## ARTÍCULO
=====

El caso de Benjamín Marcelo Guerrero, un joven chileno detenido en California mientras paseaba a su perro, refleja con crudeza la deshumanización del proceso. La familia encontró al animal abandonado, sin comprender que el crimen de su dueño había sido, en realidad, soñar con una vida mejor.
Frente a ello, organizaciones como C.A.R.E.4Paws intentan llenar el vacío con iniciativas que buscan crear refugios específicamente destinados a las mascotas de migrantes en riesgo de deportación. La cofundadora Isabel Gullö lo expresó con claridad: “cuando las personas atraviesan estos increíblemente difíciles momentos, la última cosa de la que deberían preocuparse es qué pasará con sus amadas mascotas”. Pero en la práctica, eso es exactamente lo que ocurre.
El abandono animal derivado de las deportaciones es un espejo incómodo. Nos muestra que la política migratoria no solo es un asunto de soberanía y fronteras, sino de vínculos cotidianos, de afectos que sostienen vidas invisibles.

=====

## FRAGMENTO DE ORIGEN

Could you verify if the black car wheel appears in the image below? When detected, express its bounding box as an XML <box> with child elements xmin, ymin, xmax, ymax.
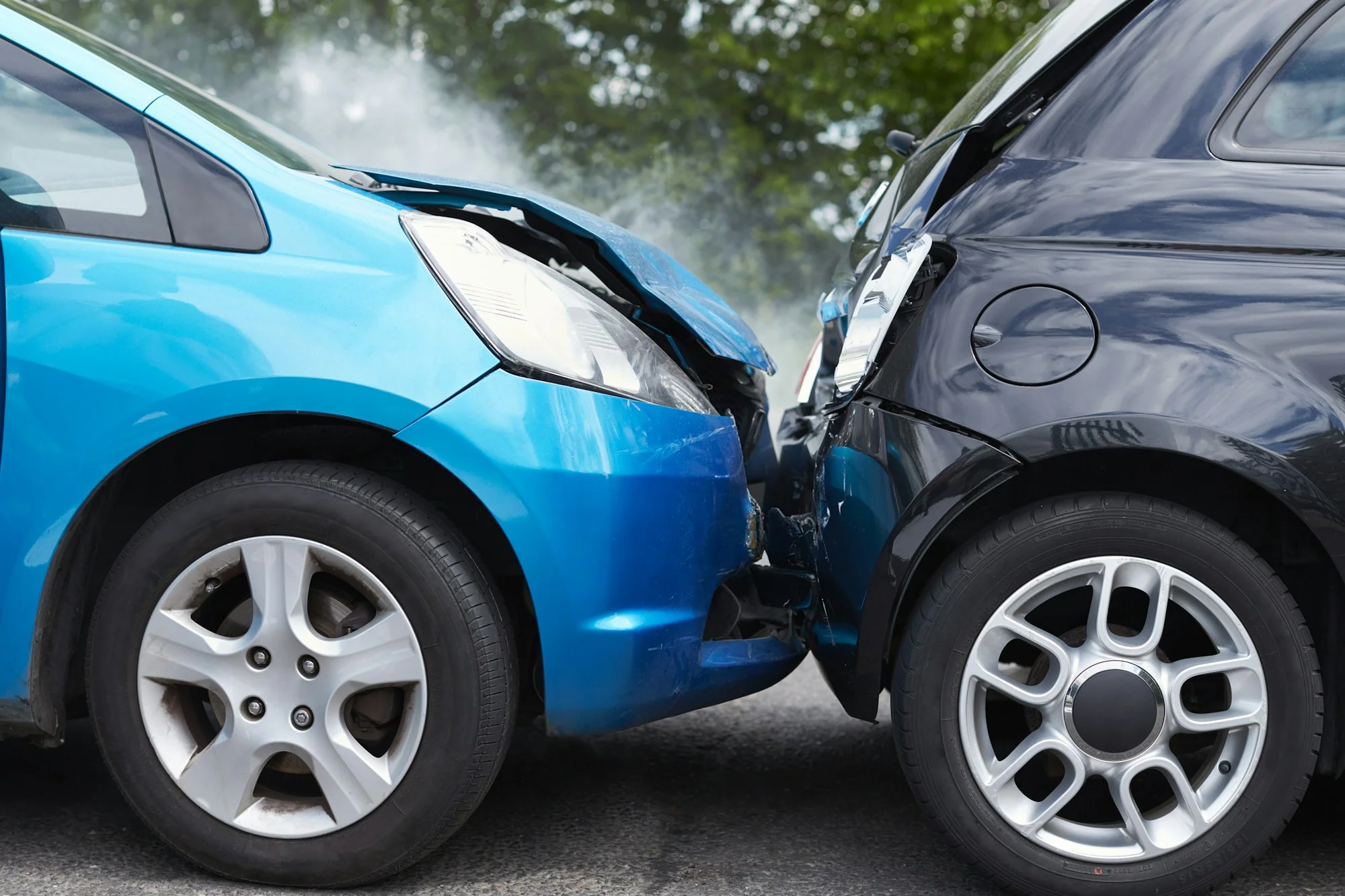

=====

## OBJETIVO 1
En el artículo sobre las mascotas de migrantes deportados, ¿qué estaba haciendo Benjamín Marcelo Guerrero cuando lo detuvieron en California?
## OBJETIVO 2
Prosigue el artículo sobre las mascotas de migrantes deportados a partir de su última oración.

## RESPUESTA ESCRITA 1
Estaba paseando a su perro.

## RESPUESTA ESCRITA 2
Castigar a un migrante con la expulsión ya es devastador. Castigar a sus mascotas con el abandono es, además, un recordatorio de que la deshumanización tiene consecuencias más amplias de lo que pensamos.
Estados Unidos enfrenta aquí una deuda ética que no puede resolverse con refugios improvisados ni colectas solidarias. Si la política migratoria sigue pensándose solo en términos de control y castigo, no solo serán miles de familias rotas las que cargarán con sus cicatrices. También lo harán los animales que, sin voz ni voto, terminan siendo las víctimas más fieles de una injusticia que no entienden, pero que padecen.